Restate the entries below verbatim.

◆ ◆ ◆ ◆

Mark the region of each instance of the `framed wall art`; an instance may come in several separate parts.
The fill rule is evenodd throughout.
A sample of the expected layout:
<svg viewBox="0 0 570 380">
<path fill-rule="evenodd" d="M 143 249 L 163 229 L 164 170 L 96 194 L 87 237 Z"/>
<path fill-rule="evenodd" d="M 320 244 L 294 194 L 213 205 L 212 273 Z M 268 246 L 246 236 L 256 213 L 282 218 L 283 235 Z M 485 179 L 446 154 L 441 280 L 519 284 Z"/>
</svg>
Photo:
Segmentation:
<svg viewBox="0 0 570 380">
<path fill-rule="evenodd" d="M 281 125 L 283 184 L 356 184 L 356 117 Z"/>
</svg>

◆ ◆ ◆ ◆

= Exercise result =
Mark the region of each instance of the `framed wall art`; an instance may come in several separate parts.
The fill rule is evenodd throughout.
A sample of the expected layout:
<svg viewBox="0 0 570 380">
<path fill-rule="evenodd" d="M 143 249 L 163 229 L 164 170 L 96 194 L 87 237 Z"/>
<path fill-rule="evenodd" d="M 320 244 L 294 194 L 213 205 L 212 273 Z M 268 246 L 246 236 L 256 213 L 282 218 L 283 235 Z M 485 179 L 446 154 L 441 280 L 519 284 Z"/>
</svg>
Photo:
Segmentation:
<svg viewBox="0 0 570 380">
<path fill-rule="evenodd" d="M 281 125 L 283 184 L 356 184 L 356 117 Z"/>
</svg>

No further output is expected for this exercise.